* [Entries supplied]
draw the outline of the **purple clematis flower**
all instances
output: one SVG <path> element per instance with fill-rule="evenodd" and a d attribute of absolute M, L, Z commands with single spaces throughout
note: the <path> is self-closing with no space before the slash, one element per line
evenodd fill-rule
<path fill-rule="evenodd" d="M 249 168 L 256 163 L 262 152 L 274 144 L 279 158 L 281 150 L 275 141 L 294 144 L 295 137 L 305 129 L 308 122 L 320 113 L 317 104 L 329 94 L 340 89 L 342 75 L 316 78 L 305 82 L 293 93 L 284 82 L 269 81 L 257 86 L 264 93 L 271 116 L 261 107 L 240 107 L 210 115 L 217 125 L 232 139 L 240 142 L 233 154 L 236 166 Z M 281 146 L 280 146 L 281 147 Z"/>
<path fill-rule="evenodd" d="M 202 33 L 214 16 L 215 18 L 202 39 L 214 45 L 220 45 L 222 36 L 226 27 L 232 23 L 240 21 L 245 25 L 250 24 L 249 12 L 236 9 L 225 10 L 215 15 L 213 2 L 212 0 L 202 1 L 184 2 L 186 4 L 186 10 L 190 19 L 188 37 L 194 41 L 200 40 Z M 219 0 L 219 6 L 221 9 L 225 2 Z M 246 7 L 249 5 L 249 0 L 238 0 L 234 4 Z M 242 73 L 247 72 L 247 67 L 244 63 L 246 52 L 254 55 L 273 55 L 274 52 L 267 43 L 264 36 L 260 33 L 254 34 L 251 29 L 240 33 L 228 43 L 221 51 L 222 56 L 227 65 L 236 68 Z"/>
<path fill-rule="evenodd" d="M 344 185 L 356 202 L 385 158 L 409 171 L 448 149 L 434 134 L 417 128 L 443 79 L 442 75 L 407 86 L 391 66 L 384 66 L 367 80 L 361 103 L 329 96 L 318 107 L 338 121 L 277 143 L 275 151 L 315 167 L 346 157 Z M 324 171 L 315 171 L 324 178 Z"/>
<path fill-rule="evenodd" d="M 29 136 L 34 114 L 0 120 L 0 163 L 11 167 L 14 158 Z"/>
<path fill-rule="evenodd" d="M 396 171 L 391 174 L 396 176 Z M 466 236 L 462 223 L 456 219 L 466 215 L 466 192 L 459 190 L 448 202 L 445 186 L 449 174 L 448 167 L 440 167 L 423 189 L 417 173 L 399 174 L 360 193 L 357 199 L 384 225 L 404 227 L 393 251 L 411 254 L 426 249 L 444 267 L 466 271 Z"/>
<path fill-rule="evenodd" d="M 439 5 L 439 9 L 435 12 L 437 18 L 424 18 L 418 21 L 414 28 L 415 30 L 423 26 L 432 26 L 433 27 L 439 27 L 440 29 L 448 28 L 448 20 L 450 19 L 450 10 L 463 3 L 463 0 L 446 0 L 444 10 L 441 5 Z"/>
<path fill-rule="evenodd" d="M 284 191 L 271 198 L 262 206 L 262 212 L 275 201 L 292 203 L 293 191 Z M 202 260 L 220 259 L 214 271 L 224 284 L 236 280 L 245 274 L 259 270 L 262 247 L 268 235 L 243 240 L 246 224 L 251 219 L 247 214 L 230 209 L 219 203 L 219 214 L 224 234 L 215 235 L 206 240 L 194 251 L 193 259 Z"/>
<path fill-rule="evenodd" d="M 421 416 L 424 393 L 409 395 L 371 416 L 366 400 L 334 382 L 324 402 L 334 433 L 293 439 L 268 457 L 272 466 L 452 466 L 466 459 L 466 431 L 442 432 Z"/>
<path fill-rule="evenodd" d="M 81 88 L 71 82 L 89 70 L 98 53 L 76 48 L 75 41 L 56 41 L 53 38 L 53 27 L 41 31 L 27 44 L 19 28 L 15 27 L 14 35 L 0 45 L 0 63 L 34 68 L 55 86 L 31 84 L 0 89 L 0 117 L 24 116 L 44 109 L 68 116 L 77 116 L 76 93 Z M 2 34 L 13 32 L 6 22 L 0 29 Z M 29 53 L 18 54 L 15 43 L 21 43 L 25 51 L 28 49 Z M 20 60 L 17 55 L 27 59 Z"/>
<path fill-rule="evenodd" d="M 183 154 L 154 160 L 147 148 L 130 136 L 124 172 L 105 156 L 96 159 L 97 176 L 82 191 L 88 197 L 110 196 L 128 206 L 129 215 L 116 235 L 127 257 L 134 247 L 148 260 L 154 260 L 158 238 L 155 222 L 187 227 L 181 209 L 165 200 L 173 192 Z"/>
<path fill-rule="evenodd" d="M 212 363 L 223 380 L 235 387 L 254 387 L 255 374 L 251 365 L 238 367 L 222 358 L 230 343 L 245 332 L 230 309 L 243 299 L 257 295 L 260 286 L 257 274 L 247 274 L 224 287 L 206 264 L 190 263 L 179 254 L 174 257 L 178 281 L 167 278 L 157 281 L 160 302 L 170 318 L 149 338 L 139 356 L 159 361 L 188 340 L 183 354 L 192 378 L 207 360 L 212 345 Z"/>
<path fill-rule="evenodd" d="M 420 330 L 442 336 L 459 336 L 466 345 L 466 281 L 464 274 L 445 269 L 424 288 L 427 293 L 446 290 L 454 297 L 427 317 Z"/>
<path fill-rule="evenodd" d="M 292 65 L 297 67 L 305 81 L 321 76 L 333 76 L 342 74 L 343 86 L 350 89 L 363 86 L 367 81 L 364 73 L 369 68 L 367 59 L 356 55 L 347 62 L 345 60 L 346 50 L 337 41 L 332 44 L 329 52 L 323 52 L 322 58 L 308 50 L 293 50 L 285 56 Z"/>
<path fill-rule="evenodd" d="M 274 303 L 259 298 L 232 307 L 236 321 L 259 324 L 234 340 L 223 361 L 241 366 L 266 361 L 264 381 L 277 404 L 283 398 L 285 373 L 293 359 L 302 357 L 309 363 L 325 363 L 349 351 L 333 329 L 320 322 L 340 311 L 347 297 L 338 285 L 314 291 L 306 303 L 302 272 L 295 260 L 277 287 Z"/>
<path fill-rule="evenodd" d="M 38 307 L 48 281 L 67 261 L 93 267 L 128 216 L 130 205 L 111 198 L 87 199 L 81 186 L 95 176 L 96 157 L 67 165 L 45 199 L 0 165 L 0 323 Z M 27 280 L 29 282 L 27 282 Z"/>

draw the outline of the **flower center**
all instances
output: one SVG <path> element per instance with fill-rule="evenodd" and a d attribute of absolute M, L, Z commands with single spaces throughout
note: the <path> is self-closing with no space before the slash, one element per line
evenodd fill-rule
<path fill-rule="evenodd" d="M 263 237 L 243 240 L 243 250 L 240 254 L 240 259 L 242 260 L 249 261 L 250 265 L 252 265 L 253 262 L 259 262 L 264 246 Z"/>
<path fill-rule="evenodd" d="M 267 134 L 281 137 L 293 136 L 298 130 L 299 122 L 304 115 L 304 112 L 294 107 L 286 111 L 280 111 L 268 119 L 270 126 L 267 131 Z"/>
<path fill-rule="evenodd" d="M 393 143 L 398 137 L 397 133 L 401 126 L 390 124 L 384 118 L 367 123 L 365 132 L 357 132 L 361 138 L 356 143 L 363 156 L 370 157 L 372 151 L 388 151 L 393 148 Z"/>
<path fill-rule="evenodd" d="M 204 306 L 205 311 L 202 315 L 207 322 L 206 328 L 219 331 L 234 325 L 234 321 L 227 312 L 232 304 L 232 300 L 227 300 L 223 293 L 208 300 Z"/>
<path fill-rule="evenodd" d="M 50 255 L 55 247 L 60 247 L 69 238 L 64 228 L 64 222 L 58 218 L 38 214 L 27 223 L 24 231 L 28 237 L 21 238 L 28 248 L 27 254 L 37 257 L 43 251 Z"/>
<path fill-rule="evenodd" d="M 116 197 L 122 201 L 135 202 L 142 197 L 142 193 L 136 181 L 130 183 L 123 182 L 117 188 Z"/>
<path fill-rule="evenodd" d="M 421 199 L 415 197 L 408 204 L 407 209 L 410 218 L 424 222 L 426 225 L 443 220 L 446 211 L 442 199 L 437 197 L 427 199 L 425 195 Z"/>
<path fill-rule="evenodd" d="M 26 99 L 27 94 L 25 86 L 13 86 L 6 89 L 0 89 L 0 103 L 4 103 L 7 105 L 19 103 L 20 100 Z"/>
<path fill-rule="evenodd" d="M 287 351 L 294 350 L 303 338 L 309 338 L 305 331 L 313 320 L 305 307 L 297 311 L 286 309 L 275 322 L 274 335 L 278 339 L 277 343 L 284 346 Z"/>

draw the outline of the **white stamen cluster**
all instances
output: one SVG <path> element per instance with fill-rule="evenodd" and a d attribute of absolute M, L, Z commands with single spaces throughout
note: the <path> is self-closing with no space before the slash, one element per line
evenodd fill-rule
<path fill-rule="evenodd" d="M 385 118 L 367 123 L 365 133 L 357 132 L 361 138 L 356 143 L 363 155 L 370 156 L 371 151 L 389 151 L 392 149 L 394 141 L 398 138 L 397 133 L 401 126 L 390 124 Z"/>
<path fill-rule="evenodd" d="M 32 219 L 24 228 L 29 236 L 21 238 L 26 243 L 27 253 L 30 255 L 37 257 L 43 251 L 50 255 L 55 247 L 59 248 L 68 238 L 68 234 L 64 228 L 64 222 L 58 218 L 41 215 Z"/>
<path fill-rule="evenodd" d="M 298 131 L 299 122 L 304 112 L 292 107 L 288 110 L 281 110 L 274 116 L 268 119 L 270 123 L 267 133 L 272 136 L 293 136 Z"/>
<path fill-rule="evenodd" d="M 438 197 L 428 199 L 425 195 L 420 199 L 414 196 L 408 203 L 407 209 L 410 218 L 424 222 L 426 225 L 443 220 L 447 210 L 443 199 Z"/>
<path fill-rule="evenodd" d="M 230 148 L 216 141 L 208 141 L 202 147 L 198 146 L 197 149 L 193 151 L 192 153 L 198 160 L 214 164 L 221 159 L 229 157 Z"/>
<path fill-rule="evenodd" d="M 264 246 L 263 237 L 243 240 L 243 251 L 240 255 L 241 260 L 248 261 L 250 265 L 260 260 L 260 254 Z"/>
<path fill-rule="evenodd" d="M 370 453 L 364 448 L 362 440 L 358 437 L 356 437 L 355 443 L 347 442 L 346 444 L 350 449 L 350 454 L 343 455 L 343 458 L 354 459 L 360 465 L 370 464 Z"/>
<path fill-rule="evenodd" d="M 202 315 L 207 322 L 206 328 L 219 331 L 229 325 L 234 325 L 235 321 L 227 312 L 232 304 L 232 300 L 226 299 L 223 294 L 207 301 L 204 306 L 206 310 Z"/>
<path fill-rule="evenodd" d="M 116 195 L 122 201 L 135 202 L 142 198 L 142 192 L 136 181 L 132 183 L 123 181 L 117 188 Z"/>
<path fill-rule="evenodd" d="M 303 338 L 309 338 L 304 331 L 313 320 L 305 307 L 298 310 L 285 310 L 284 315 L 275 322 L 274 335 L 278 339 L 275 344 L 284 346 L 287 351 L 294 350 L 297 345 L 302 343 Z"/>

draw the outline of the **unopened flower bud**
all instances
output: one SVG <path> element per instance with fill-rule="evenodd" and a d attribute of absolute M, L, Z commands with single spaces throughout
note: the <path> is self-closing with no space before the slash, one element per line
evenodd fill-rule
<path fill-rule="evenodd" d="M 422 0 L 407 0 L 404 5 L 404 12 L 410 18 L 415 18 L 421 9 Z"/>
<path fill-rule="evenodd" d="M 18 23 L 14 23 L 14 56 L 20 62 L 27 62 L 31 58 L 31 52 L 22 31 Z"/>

* [Your goal] Reproduce the lines of the records from the one containing "draw the outline of the **flower center**" through the one containing "294 350 L 303", replacing "outline" with "contour" and changing nothing else.

* [Task response]
draw the contour of the **flower center**
all instances
output: one SVG <path> element per instance with fill-rule="evenodd" and a d attribute of absolute M, L, Z commands with single spaces throughout
note: the <path> is self-closing with no space before the slash, one element per line
evenodd fill-rule
<path fill-rule="evenodd" d="M 263 237 L 243 240 L 243 250 L 240 254 L 240 259 L 242 260 L 249 261 L 250 265 L 252 265 L 253 262 L 259 262 L 264 246 Z"/>
<path fill-rule="evenodd" d="M 267 134 L 281 137 L 293 136 L 298 130 L 299 122 L 304 115 L 304 112 L 294 107 L 286 111 L 280 111 L 268 119 L 270 126 L 267 131 Z"/>
<path fill-rule="evenodd" d="M 393 143 L 398 137 L 397 133 L 401 126 L 390 124 L 384 118 L 367 123 L 365 132 L 357 132 L 361 138 L 356 143 L 363 156 L 370 157 L 372 151 L 388 151 L 393 148 Z"/>
<path fill-rule="evenodd" d="M 204 306 L 205 311 L 202 315 L 207 322 L 206 328 L 219 331 L 234 325 L 234 321 L 227 312 L 232 304 L 232 300 L 227 300 L 223 293 L 208 300 Z"/>
<path fill-rule="evenodd" d="M 50 255 L 55 247 L 60 247 L 69 238 L 64 228 L 64 222 L 58 218 L 38 214 L 27 223 L 24 231 L 28 237 L 21 238 L 28 248 L 27 254 L 37 257 L 43 251 Z"/>
<path fill-rule="evenodd" d="M 116 197 L 122 201 L 135 202 L 142 197 L 142 193 L 136 181 L 130 183 L 123 182 L 117 188 Z"/>
<path fill-rule="evenodd" d="M 421 199 L 415 197 L 408 204 L 407 209 L 410 218 L 424 222 L 426 225 L 443 220 L 446 211 L 442 199 L 437 197 L 427 199 L 425 195 Z"/>
<path fill-rule="evenodd" d="M 26 99 L 27 94 L 25 86 L 13 86 L 6 89 L 0 89 L 0 103 L 4 103 L 7 105 L 19 103 L 20 100 Z"/>
<path fill-rule="evenodd" d="M 287 351 L 294 350 L 303 338 L 309 338 L 305 331 L 313 320 L 305 307 L 297 311 L 286 309 L 275 322 L 274 335 L 278 339 L 277 343 L 284 346 Z"/>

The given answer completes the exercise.